Whenever Hudeidi played his oud, it was impossible to keep still.
Bodies swayed, hands clapped and fingers snapped. His music was transporting and somehow possessed your whole being.
But there was even more to Hudeidi, or the “king of oud” as he was popularly known, than his sublime music.
He was a life force; warm, generous, humble and funny.
Bus driver as student
From the moment I met him, I felt I was part of his family.
I was not the only one. He welcomed everybody to his London home, preparing strong Yemeni coffee and offering a bed to anyone who needed it.
It was an informal music school, with people coming from all over the world to learn from the maestro.
One student was a Somali woman in her 60s who had never before been allowed to learn music. Another was a bus driver.
Hudeidi was born in the Somali port city of Berbera in 1928. He grew up across the Gulf of Aden in Yemen and was attracted to music from a young age.
“Whenever I saw the police band playing drums, I would run after them, imagining I was beating those instruments. I would get carried away, losing the sense of time, until a member of the family would find me and take me home,” he once said.
◆ ◆ ◆ ◆ ◆
• PROBLEM
Write out the passage about Hudeidi word for word, from "Bodies swayed, hands" to "from the maestro.", inclusive. The data that follows has nothing to do with the passage about Hudeidi.

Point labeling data
◆ ◆ ◆ ◆ ◆
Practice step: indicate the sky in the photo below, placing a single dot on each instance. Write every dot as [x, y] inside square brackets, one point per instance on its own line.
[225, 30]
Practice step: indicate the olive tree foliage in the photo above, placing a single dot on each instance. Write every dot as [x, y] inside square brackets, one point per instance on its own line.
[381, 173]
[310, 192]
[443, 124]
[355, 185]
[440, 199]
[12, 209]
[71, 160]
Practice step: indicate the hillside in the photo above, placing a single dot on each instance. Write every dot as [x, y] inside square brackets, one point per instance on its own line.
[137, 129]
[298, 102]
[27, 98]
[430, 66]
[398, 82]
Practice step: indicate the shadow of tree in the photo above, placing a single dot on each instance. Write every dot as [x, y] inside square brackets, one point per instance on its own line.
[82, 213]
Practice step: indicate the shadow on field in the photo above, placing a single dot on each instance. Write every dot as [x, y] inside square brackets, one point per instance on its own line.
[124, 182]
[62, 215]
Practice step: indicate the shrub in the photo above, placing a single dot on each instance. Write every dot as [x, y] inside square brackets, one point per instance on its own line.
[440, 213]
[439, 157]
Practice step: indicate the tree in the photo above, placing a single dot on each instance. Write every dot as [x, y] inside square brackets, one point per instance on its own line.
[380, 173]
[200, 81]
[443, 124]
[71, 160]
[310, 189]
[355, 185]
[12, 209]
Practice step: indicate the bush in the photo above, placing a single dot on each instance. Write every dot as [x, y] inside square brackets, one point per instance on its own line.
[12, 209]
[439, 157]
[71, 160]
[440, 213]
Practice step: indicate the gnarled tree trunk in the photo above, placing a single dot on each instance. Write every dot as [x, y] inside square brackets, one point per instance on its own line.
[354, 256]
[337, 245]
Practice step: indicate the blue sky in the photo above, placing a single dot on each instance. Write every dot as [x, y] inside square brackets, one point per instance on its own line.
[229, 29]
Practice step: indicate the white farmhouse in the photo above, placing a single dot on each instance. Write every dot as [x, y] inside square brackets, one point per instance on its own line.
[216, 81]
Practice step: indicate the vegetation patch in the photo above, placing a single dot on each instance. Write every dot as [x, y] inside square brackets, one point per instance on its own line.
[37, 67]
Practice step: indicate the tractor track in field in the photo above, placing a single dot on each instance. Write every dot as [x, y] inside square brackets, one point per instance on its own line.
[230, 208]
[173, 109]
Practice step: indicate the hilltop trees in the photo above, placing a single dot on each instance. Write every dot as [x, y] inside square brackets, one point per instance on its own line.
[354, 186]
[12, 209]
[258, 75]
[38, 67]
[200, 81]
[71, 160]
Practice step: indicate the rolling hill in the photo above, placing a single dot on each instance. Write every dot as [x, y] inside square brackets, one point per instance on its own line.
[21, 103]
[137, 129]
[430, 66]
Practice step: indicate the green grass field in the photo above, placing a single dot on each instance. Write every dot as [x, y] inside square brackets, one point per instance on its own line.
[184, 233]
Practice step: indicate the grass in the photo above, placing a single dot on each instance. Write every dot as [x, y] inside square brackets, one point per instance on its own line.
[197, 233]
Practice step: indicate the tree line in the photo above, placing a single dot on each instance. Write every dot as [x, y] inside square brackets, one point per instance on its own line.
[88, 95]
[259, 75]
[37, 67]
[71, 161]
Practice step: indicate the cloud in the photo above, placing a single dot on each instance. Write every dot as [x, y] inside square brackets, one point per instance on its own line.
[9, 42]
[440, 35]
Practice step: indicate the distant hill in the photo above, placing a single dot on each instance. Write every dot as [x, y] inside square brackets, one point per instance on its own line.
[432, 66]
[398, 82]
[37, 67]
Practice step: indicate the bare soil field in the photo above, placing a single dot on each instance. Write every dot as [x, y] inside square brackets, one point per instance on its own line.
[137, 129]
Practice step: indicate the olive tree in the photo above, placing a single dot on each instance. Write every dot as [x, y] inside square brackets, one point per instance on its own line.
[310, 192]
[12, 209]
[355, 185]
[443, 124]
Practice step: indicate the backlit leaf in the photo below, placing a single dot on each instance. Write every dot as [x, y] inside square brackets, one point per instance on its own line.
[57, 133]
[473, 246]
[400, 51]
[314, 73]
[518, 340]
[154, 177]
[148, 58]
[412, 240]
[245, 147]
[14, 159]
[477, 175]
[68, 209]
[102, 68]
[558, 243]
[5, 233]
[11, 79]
◆ ◆ ◆ ◆ ◆
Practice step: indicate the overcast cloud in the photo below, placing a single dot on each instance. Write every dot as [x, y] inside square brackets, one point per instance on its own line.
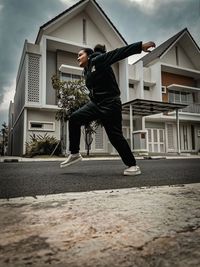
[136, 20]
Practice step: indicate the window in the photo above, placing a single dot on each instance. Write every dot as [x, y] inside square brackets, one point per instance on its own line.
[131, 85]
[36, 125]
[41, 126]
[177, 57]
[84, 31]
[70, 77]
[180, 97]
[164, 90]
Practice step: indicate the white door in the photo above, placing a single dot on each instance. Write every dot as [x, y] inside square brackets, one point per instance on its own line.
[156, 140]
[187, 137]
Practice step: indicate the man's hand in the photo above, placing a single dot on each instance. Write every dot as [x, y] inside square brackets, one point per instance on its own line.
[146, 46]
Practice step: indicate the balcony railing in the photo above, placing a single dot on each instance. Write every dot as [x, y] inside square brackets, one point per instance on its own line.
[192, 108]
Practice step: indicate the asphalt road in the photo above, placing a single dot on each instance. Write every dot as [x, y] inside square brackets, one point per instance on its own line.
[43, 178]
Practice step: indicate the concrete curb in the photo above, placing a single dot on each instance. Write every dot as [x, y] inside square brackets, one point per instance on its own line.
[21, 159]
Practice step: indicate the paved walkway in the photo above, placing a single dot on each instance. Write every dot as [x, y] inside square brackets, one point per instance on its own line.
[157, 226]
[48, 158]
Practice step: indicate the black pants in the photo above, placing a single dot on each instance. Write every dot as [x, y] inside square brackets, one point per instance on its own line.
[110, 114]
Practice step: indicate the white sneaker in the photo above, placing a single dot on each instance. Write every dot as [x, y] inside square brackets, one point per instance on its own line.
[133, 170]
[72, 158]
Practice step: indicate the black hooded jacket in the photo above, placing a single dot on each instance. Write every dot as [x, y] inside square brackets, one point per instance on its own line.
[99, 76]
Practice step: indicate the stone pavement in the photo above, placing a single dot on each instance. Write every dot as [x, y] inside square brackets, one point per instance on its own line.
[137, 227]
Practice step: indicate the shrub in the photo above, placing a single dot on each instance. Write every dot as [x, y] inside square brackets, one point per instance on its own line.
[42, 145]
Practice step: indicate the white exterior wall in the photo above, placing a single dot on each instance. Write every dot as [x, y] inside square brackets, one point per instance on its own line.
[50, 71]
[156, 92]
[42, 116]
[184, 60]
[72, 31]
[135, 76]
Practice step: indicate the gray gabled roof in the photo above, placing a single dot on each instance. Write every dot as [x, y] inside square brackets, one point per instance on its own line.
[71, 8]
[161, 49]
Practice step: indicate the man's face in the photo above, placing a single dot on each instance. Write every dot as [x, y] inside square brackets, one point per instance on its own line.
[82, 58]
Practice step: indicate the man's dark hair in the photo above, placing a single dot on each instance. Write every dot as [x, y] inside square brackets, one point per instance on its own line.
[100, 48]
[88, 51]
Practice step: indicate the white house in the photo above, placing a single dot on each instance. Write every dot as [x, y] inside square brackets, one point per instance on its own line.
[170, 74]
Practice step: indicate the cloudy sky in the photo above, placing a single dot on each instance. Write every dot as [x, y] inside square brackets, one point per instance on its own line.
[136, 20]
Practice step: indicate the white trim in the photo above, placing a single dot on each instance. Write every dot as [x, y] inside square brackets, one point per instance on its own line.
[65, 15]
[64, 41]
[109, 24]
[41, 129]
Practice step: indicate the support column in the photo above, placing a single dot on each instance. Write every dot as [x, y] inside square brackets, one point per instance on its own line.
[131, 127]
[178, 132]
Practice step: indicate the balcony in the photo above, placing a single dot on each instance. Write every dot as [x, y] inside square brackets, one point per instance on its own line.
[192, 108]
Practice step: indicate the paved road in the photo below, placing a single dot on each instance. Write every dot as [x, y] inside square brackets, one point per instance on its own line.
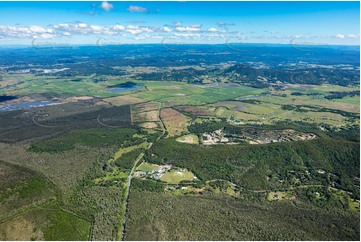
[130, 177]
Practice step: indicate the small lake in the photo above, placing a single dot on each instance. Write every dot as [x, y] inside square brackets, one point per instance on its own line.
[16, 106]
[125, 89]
◆ ◆ ◆ ◆ ◆
• RESULT BELOW
Bodies swayed, hands clapped and fingers snapped. His music was transporting and somehow possessed your whole being.
But there was even more to Hudeidi, or the “king of oud” as he was popularly known, than his sublime music.
He was a life force; warm, generous, humble and funny.
Bus driver as student
From the moment I met him, I felt I was part of his family.
I was not the only one. He welcomed everybody to his London home, preparing strong Yemeni coffee and offering a bed to anyone who needed it.
It was an informal music school, with people coming from all over the world to learn from the maestro.